Your answer should be every line with the word "would", copied from the data below.

**Data for this task:**
-----

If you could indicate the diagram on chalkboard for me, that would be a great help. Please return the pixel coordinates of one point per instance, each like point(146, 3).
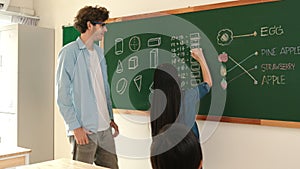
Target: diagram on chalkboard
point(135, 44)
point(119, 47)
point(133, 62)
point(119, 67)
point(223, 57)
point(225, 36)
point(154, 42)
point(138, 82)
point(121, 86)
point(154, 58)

-----

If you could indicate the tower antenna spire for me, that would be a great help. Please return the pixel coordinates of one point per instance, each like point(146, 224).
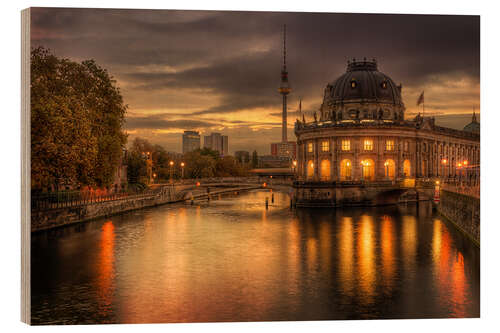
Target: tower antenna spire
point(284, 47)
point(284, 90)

-----

**Output below:**
If you could indicate the diagram on chalkboard for me, that would be a great help. Please return the pixel coordinates of one point per instance, each like point(146, 3).
If you could indicate the tower antenna spire for me, that would be a great help. Please return the pixel coordinates of one point per instance, each like point(146, 224).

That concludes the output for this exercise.